RECORDS PROVIDED:
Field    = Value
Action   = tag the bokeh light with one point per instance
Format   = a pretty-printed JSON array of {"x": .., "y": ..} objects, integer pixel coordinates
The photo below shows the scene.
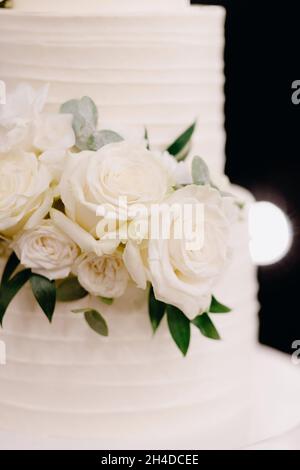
[{"x": 271, "y": 233}]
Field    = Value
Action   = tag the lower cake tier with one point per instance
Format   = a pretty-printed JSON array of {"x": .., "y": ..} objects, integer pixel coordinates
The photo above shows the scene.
[{"x": 132, "y": 389}]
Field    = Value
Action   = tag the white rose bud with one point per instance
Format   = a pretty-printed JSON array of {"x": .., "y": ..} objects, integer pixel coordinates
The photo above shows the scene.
[
  {"x": 93, "y": 182},
  {"x": 104, "y": 276},
  {"x": 182, "y": 273},
  {"x": 46, "y": 250},
  {"x": 25, "y": 193}
]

SHORT EXERCISE: Rewrite all of the material above line for line, offsetting every x and y pixel coordinate in the point lists by -103. Leave the pictures out.

ANSWER TO THE PROBLEM:
Field    = Value
Action   = tag the bokeh light with one point per instance
Format   = a pretty-printed JSON array of {"x": .., "y": ..} objects, integer pixel coordinates
The photo below shows the scene.
[{"x": 168, "y": 130}]
Field    = Value
Action   = tag the lower cake tier with one point per instance
Format   = a pretty-printed JSON array of {"x": .., "y": ..} objects, integer pixel coordinates
The photo above shows the scene.
[{"x": 29, "y": 286}]
Field    = Value
Action   = tag the white rose bud with one point per instance
Format   = a pretty-printed JSON array of {"x": .., "y": ..} objects, integer pixel coordinates
The photo above shows the scene.
[
  {"x": -10, "y": 79},
  {"x": 1, "y": 173},
  {"x": 79, "y": 170},
  {"x": -57, "y": 147},
  {"x": -78, "y": 90}
]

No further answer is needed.